**What to work on**: Type the records out again in full, exactly.

**Materials provided**:
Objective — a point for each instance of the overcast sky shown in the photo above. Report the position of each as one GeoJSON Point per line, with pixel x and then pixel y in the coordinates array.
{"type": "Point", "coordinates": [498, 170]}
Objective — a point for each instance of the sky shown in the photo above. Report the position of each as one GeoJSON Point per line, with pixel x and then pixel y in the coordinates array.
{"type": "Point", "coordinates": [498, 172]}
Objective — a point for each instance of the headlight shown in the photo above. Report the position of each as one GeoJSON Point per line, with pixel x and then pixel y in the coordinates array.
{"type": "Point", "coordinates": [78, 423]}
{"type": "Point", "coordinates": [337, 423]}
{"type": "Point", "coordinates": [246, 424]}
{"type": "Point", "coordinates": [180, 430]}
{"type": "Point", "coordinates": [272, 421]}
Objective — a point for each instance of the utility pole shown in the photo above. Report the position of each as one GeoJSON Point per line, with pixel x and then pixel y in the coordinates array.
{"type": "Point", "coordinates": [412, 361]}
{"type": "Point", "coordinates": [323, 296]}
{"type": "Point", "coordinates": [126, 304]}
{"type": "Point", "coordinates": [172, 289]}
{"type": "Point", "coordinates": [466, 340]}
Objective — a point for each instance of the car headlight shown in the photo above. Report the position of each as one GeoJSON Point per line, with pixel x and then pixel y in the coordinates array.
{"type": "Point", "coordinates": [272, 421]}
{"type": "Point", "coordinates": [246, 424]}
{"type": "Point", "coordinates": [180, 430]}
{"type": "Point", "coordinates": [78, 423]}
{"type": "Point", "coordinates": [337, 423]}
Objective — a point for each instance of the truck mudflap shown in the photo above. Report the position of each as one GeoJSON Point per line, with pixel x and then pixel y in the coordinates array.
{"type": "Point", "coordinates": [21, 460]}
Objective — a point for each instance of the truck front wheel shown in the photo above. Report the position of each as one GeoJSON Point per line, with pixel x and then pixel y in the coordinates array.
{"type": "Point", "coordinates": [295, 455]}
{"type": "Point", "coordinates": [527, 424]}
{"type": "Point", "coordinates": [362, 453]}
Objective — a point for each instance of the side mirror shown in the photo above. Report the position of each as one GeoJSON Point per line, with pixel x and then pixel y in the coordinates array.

**Full answer**:
Objective — a point for each instance of the overcast sky shown in the photo above. Report the position of each as one GeoJSON Point per line, with pixel x and then pixel y in the coordinates array.
{"type": "Point", "coordinates": [498, 170]}
Objective — a point for each instance of the sky shown in the photo above. Report the position of each as one GeoJSON Point per line, with pixel x and then pixel y in the coordinates array.
{"type": "Point", "coordinates": [498, 172]}
Objective — a point for each instance of the headlight shown in the photo above. Report the position of each as one GeoJSON Point per line, with pixel x and then pixel y in the coordinates array.
{"type": "Point", "coordinates": [78, 423]}
{"type": "Point", "coordinates": [337, 423]}
{"type": "Point", "coordinates": [246, 424]}
{"type": "Point", "coordinates": [180, 430]}
{"type": "Point", "coordinates": [272, 421]}
Objective — a point for each instance of the utility pole shown in the photo above. Report the position of each as one GeoJSON Point per line, with pixel x and then pixel y in the coordinates array.
{"type": "Point", "coordinates": [412, 361]}
{"type": "Point", "coordinates": [323, 296]}
{"type": "Point", "coordinates": [126, 304]}
{"type": "Point", "coordinates": [172, 289]}
{"type": "Point", "coordinates": [466, 340]}
Objective — a point for each instance of the car headlight shown in the photo above. Report the position of each as one GeoJSON Point per line, with pixel x and then pixel y in the coordinates array.
{"type": "Point", "coordinates": [272, 421]}
{"type": "Point", "coordinates": [246, 424]}
{"type": "Point", "coordinates": [180, 430]}
{"type": "Point", "coordinates": [78, 423]}
{"type": "Point", "coordinates": [337, 423]}
Objective — a point for each instance of the truck mudflap shown in the photo above. Report the position of each as one GeoJSON Point per line, with pixel x and then pixel y in the coordinates array.
{"type": "Point", "coordinates": [21, 460]}
Objective — a point for each instance of the truck front wheel shown in the photo above. Report the position of each as one GeoJSON Point per line, with pixel x and then pixel y in the coordinates array.
{"type": "Point", "coordinates": [295, 455]}
{"type": "Point", "coordinates": [527, 424]}
{"type": "Point", "coordinates": [362, 453]}
Objective — a point for each instance of the side mirror shown in the photo above. Report the position of each as one GeoJSON Point per line, with pixel x and then pixel y in the coordinates array.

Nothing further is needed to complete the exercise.